* _HOW TO COMPLETE THIS TASK_
Which lines run from the one containing "TARGET = man's teeth" to the end of the entries? Quote them exactly, and nothing else.

Records from a dataset
####

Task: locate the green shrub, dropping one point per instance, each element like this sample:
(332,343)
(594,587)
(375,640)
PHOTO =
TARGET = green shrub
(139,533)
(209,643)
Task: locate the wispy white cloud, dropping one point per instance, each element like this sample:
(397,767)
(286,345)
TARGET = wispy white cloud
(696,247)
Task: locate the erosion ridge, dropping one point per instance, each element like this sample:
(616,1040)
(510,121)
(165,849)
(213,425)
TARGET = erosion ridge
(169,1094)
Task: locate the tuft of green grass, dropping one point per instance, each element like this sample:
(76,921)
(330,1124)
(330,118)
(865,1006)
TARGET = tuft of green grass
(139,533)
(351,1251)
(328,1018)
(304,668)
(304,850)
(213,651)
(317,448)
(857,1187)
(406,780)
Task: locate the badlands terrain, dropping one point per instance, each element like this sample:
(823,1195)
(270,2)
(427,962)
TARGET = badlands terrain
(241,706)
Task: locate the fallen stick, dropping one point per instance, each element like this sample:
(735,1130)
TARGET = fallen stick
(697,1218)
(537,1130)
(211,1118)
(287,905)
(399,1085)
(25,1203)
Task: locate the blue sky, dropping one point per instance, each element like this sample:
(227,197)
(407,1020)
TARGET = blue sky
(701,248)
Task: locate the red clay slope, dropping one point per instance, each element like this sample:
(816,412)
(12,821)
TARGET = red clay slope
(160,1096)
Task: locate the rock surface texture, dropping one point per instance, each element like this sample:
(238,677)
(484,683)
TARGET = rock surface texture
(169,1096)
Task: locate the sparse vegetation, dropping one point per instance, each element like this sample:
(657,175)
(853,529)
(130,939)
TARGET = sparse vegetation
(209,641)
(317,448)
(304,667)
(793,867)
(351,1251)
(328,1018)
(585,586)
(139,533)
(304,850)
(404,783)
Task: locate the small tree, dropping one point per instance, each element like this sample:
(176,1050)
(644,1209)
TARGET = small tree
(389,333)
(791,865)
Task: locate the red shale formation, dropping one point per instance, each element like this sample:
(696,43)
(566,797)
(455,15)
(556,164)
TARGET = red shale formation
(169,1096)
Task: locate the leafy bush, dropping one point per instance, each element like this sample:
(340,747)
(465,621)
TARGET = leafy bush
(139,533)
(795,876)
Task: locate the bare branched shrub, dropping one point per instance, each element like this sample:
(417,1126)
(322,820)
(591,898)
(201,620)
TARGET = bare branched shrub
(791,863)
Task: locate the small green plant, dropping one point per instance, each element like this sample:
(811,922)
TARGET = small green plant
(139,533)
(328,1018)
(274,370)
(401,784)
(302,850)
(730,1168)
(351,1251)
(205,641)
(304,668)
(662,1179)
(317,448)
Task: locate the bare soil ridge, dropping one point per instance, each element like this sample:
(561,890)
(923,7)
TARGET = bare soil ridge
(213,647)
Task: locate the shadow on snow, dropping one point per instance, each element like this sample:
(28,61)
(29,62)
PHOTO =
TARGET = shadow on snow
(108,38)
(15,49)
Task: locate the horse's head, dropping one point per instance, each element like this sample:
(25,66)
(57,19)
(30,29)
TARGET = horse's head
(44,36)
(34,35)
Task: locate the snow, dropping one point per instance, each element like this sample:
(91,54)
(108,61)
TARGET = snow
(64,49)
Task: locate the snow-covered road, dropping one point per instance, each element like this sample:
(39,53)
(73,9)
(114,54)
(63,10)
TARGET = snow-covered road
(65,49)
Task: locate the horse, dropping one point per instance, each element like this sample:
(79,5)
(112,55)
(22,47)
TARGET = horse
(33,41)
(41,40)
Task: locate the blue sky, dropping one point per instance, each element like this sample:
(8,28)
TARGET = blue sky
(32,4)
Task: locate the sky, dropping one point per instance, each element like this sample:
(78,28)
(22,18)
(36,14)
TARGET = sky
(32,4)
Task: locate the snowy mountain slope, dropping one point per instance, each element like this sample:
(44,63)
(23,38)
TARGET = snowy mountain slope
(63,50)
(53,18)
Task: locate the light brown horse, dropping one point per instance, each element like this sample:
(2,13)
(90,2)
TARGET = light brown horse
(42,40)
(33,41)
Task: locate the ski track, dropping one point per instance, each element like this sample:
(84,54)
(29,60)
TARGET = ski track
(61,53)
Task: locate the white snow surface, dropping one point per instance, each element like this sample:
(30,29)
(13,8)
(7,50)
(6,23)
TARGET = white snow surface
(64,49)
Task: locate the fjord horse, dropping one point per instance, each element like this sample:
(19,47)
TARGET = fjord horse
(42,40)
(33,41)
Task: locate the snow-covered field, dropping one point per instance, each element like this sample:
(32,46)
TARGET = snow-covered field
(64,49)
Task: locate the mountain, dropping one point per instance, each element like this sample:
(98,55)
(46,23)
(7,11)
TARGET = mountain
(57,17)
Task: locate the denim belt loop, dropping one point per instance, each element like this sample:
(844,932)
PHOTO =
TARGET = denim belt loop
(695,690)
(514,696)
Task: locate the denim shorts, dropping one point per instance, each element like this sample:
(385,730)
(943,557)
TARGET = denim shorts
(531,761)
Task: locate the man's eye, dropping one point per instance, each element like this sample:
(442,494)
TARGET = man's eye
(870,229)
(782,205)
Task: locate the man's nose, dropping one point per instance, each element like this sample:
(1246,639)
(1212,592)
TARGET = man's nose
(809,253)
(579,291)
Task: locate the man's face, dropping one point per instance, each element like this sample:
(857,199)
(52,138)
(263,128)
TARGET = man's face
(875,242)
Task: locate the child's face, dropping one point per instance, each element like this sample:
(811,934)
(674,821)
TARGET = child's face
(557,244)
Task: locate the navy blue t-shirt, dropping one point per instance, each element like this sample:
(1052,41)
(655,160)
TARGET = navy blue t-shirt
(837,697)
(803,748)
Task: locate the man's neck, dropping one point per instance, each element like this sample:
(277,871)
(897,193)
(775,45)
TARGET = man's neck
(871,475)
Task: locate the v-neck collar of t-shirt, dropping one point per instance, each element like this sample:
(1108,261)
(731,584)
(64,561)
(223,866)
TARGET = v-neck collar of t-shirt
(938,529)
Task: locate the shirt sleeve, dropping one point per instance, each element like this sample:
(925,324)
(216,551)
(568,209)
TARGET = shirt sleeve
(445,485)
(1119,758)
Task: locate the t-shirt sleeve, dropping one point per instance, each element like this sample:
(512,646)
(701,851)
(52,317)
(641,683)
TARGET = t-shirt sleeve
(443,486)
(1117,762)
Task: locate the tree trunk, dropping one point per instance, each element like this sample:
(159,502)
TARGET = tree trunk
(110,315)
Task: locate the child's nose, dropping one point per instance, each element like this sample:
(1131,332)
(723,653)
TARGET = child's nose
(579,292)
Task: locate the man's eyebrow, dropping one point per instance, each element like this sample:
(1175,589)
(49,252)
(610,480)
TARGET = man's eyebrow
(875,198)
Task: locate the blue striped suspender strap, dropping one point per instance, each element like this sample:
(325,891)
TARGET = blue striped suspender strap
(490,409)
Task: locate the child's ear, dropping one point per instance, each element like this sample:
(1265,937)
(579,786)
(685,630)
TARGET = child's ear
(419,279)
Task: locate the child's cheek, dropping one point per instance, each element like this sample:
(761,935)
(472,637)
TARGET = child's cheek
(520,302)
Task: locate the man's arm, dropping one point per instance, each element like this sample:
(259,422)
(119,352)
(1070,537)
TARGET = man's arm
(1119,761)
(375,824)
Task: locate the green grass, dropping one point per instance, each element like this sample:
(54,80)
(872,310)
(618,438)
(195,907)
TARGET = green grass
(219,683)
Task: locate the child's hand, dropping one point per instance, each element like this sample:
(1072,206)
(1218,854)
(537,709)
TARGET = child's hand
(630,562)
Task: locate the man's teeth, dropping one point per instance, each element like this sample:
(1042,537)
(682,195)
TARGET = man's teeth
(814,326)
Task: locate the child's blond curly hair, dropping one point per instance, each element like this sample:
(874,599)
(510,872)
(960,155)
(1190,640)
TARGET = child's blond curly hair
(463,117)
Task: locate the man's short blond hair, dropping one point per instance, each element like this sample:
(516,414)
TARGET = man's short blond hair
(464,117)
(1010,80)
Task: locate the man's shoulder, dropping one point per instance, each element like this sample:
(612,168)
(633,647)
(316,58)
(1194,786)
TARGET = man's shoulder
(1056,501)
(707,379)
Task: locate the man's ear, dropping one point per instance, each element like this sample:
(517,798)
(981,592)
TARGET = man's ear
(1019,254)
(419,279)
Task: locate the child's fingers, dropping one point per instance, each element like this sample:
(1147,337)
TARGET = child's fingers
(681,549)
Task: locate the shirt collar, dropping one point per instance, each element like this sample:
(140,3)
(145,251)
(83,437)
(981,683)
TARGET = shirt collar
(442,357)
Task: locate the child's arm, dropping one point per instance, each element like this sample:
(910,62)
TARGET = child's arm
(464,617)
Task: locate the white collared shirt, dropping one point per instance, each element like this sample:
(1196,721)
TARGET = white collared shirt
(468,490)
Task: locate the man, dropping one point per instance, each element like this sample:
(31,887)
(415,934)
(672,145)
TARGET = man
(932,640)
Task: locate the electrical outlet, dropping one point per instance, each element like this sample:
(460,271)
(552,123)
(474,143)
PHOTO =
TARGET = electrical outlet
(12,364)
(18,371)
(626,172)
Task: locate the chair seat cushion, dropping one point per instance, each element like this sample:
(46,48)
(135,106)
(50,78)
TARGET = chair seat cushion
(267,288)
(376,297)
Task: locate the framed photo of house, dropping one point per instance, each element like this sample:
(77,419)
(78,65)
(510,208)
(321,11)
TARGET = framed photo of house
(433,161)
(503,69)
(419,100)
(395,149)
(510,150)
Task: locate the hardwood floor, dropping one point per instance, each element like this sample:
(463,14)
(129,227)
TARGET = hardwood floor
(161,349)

####

* _REPLY_
TARGET = man's teeth
(814,326)
Task: locate the child's blond curly hair, dropping one point per instance, each element like this sample:
(874,599)
(510,872)
(960,155)
(1190,640)
TARGET = child's blond curly hair
(463,117)
Task: locate the man's short blond hair, dropping one point per instance, each element like this sample:
(516,414)
TARGET = man's short blond hair
(464,117)
(1010,80)
Task: locate the man's shoulder, dropping one point per instance, each element like this sample:
(612,168)
(633,647)
(316,58)
(1194,786)
TARGET = man's shoulder
(1056,501)
(707,379)
Task: locate the man's ear, dropping one point per instance, each element like this sample:
(517,798)
(981,592)
TARGET = man's ear
(1019,254)
(419,279)
Task: locate the child's fingers, dropping one point per instance, each element like this sample:
(1147,337)
TARGET = child's fingers
(681,549)
Task: locate the shirt collar, dropping one point per instance, each element like this sample:
(140,3)
(145,251)
(83,437)
(981,683)
TARGET = shirt collar
(442,357)
Task: locate the child's arm, dropping one point per instance, each element like this sample:
(910,62)
TARGET = child's arm
(464,617)
Task: locate the white collared shirt, dropping one point per instance, each element like this sample:
(1196,721)
TARGET = white collared shirt
(468,490)
Task: locate the man, dropping one point per instance, each element like this sample:
(31,887)
(415,934)
(672,145)
TARGET = man
(932,640)
Task: locate the electrical outlet, dropping one point per instance, each element like this sample:
(460,271)
(552,123)
(474,143)
PHOTO =
TARGET = electrical outlet
(12,364)
(18,371)
(626,172)
Task: locate the chair seat cushion, dropping one point per instance, each element like this sample:
(46,48)
(135,106)
(50,78)
TARGET = chair seat cushion
(267,288)
(376,297)
Task: locate the framed photo of house, dropping one point per instance, each element like this sample:
(77,419)
(78,65)
(510,208)
(321,11)
TARGET = framed photo of house
(433,161)
(503,69)
(419,100)
(395,149)
(510,150)
Task: locate the hardwood floor, dropping one point per instance, each element like this sample:
(463,14)
(129,227)
TARGET = hardwood floor
(161,349)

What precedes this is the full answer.